◆ **AUFGABE**
Wandle die gesamten Daten in eine zweispaltige CSV mit den Spalten „eingabe“ und „ausgabe“ um. Jede Zeile enthält einen Text aus den Daten und die zugehörige Antwort, beide jeweils als ein Feld in Anführungszeichen, wobei Zeilenumbrüche durch Leerzeichen ersetzt werden.

##### MATERIAL ZUR AUFGABE

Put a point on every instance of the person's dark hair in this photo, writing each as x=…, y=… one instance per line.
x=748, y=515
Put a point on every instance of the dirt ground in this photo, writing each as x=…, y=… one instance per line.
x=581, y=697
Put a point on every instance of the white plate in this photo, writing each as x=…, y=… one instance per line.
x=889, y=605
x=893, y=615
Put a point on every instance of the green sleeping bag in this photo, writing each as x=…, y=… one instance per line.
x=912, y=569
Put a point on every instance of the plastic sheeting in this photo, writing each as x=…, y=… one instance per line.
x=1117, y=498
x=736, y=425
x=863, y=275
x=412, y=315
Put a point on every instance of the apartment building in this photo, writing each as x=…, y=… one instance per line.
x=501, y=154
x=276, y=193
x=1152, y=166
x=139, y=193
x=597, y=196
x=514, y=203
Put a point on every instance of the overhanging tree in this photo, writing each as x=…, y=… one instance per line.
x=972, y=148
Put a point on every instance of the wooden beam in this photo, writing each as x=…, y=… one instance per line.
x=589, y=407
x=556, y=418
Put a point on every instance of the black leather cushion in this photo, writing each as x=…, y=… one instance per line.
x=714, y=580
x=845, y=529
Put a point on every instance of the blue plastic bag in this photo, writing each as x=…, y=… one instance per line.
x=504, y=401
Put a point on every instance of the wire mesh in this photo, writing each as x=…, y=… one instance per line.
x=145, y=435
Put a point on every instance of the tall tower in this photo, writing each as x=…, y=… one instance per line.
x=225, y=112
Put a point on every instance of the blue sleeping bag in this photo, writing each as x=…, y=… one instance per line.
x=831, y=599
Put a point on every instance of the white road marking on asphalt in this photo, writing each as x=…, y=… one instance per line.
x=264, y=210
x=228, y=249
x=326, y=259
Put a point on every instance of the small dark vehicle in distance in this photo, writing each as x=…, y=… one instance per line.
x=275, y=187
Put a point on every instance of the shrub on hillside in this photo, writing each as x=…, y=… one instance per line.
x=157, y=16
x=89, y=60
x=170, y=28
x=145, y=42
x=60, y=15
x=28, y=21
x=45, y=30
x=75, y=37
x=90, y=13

##########

◆ **LÖSUNG**
eingabe,ausgabe
"Put a point on every instance of the person's dark hair in this photo, writing each as x=…, y=… one instance per line.","x=748, y=515"
"Put a point on every instance of the dirt ground in this photo, writing each as x=…, y=… one instance per line.","x=581, y=697"
"Put a point on every instance of the white plate in this photo, writing each as x=…, y=… one instance per line.","x=889, y=605 x=893, y=615"
"Put a point on every instance of the green sleeping bag in this photo, writing each as x=…, y=… one instance per line.","x=912, y=569"
"Put a point on every instance of the plastic sheeting in this photo, writing each as x=…, y=… one instance per line.","x=1117, y=498 x=736, y=425 x=863, y=275 x=412, y=315"
"Put a point on every instance of the apartment building in this photo, writing each as x=…, y=… one instance per line.","x=501, y=154 x=276, y=193 x=1152, y=166 x=139, y=193 x=597, y=196 x=514, y=203"
"Put a point on every instance of the overhanging tree in this photo, writing each as x=…, y=… one instance per line.","x=972, y=148"
"Put a point on every instance of the wooden beam in this photo, writing each as x=…, y=… one instance per line.","x=589, y=407 x=556, y=418"
"Put a point on every instance of the black leather cushion in this photo, writing each as x=…, y=… one instance per line.","x=714, y=580 x=845, y=529"
"Put a point on every instance of the blue plastic bag in this photo, writing each as x=…, y=… one instance per line.","x=504, y=401"
"Put a point on every instance of the wire mesh in this photo, writing each as x=…, y=… one instance per line.","x=145, y=435"
"Put a point on every instance of the tall tower in this photo, writing each as x=…, y=… one instance per line.","x=225, y=112"
"Put a point on every instance of the blue sleeping bag in this photo, writing each as x=…, y=… one instance per line.","x=831, y=599"
"Put a point on every instance of the white road marking on asphalt in this photo, writing each as x=…, y=… one instance per line.","x=264, y=210 x=228, y=249 x=326, y=259"
"Put a point on every instance of the small dark vehicle in distance in this photo, writing each as x=…, y=… one instance per line.","x=275, y=187"
"Put a point on every instance of the shrub on hillside in this photo, writing each as x=…, y=… one instance per line.","x=157, y=16 x=89, y=60 x=170, y=28 x=145, y=42 x=60, y=15 x=28, y=21 x=45, y=30 x=75, y=37 x=90, y=13"